### What to do
Resume the article on the opt_estimate() hint, carrying it on past its final sentence.

### Text
______________________________
Regardless of whether you use the opt_estimate() or cardinality() hint above, the materialized temporary table will be reported with 11 rows. (Note that in this case where the hint is inside the query block it applies to the “@mat_cte” isn’t necessary).

In the previous article I generated some data with a script called opt_est_gby.sql to show you the effects of the group_by and having options of the opt_estimate() hint and pointed out that there were case where you might also want to include the query_block option as well. Here’s a final example query showing the effect, with the scale_rows feature after creating a table t2 as a copy of t1 but setting pctfree 75 (to make a tablescan more expensive) and creating an index on t2(id):


create table t2 pctfree 75 as select * from t1;
create index t2_i1 on t2(id);

select
        t2.n1, t1ct
from
        t2,
        (
        select  /*+
                        qb_name(main)
                        opt_estimate(@main group_by scale_rows=4)
                        opt_estimate(@main having scale_rows=0.4)
                        opt_estimate(@main query_block scale_rows=0.5)
                */
                mod(n1,10), count(*) t1ct
        from    t1
        group by
                mod(n1,10)
        having
                count(*) > 100
        ) v1
where
        t2.id = v1.t1ct
;

--------------------------------------------------------------------------------------
| Id  | Operation                    | Name  | Rows  | Bytes | Cost (%CPU)| Time     |
--------------------------------------------------------------------------------------
|   0 | SELECT STATEMENT             |       |     8 |   168 |    27   (8)| 00:00:01 |
|   1 |  NESTED LOOPS                |       |     8 |   168 |    27   (8)| 00:00:01 |
|   2 |   NESTED LOOPS               |       |     8 |   168 |    27   (8)| 00:00:01 |
|   3 |    VIEW                      |       |     8 |   104 |    10  (10)| 00:00:01 |
|*  4 |     FILTER                   |       |       |       |            |          |
|   5 |      HASH GROUP BY           |       |     8 |    32 |    10  (10)| 00:00:01 |
|   6 |       TABLE ACCESS FULL      | T1    |  3000 | 12000 |     9   (0)| 00:00:01 |
|*  7 |    INDEX RANGE SCAN          | T2_I1 |     1 |       |     1   (0)| 00:00:01 |
|   8 |   TABLE ACCESS BY INDEX ROWID| T2    |     1 |     8 |     2   (0)| 00:00:01 |
--------------------------------------------------------------------------------------

Predicate Information (identified by operation id):
---------------------------------------------------
   4 - filter(COUNT(*)>100)
   7 - access("T2"."ID"="V1"."T1CT")


I’ve inlined the last query (with the two opt_estimate() hints) that I used in the previous article, and added a third opt_estimate() hint to that inline view. In this case I didn’t have to add a no_merge() hint because the numbers worked in my favour but to be safe in a production environment that’s a hint that I should have included.
______________________________
### Given information
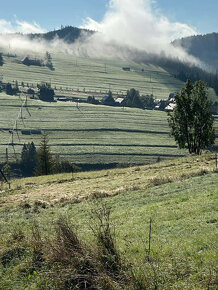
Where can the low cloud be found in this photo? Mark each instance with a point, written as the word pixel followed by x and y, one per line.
pixel 19 26
pixel 129 29
pixel 138 25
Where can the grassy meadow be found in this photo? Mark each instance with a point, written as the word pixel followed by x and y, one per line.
pixel 94 75
pixel 179 195
pixel 88 134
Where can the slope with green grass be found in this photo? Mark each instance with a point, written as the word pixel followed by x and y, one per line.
pixel 88 133
pixel 179 195
pixel 94 75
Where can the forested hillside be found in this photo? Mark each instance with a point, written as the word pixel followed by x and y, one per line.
pixel 69 34
pixel 204 47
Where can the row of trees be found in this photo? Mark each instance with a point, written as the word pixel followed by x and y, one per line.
pixel 42 162
pixel 191 122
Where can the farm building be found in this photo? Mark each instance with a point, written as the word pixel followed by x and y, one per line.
pixel 62 99
pixel 108 101
pixel 119 101
pixel 28 61
pixel 170 107
pixel 126 68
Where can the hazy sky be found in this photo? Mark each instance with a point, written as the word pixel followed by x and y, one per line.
pixel 49 14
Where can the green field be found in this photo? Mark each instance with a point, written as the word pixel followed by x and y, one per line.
pixel 180 196
pixel 90 133
pixel 94 75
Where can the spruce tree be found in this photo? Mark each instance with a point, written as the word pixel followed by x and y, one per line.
pixel 28 159
pixel 191 122
pixel 44 158
pixel 1 60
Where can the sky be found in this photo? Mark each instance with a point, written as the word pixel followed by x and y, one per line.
pixel 45 15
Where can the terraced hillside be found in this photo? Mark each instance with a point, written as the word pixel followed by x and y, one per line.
pixel 88 133
pixel 94 75
pixel 179 195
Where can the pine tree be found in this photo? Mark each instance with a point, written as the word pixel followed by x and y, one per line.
pixel 191 122
pixel 1 60
pixel 44 158
pixel 28 159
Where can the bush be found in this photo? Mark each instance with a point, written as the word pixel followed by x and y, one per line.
pixel 46 93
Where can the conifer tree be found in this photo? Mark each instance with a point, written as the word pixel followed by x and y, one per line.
pixel 191 122
pixel 44 158
pixel 1 60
______________________________
### Exercise answer
You may recall that the hash group by on its own resulted in a prediction of 200 rows, and with the having clause the prediction dropped to 10 rows (standard 5%). With my three opt_estimate() hints in place I should see the effects of the following arithmetic:


group by      200       * 4   = 800
having        5% of 800 * 0.4 =  16
query block   16        * 0.5 =   8

As you can see, the cardinality prediction for the VIEW operation is, indeed, 8 – so the combination of hints has worked. It’s just a shame that we can’t see the three individual steps in the arithmetic as we walk the plan.

A Warning

As always I can only repeat – hinting is not easy; and “not easy” usually translates to “not stable / not safe” (and thanks to a Freudian slip while typing: “not sage”. You probably don’t know how do it properly, except in the very simplest cases, and we don’t really know how Oracle is interpreting the hints (particularly the undocumented ones). Here’s an example of how puzzling even the opt_estimate(query_block) hint can be – as usual starting with some data:

rem
rem     Script:         opt_estimate_2.sql
rem     Author:         Jonathan Lewis
rem     Dated:          Aug 2017
rem

create table t1
as
select * from all_objects;

create table t2
as
select * from all_objects;

As you can see, I’ve been a bit lazy with this example (which I wrote a couple of years ago) and it uses all_objects as a convenient source of data. Unfortunately this means you won’t necessarily be able to reproduce exactly the results I’m about to show you, which I did on a small instance of 12.2.0.1. I’m going to examine four versions of a simple query which

  • restricts the rows from t1,
  • finds the unique set of object_types in that subset of t1
  • then joins to t2 by object_type

select
        /*+ 
                qb_name(main)
        */
        t2.object_id, t2.object_name, created
from    (
        select  /*+ qb_name(inline) */
                distinct object_type
        from    t1 
        where 
                created >= date'2017-03-01' 
        )       v1,
        t2
where
        t2.object_type = v1.object_type
;


select
        /*+ 
                qb_name(main)
                merge(@inline)
        */
        t2.object_id, t2.object_name, created
from    (
        select  /*+ qb_name(inline) */
                distinct object_type
        from    t1 
        where 
                created >= date'2017-03-01' 
        )       v1,
        t2
where
        t2.object_type = v1.object_type
;


select
        /*+ 
                qb_name(main)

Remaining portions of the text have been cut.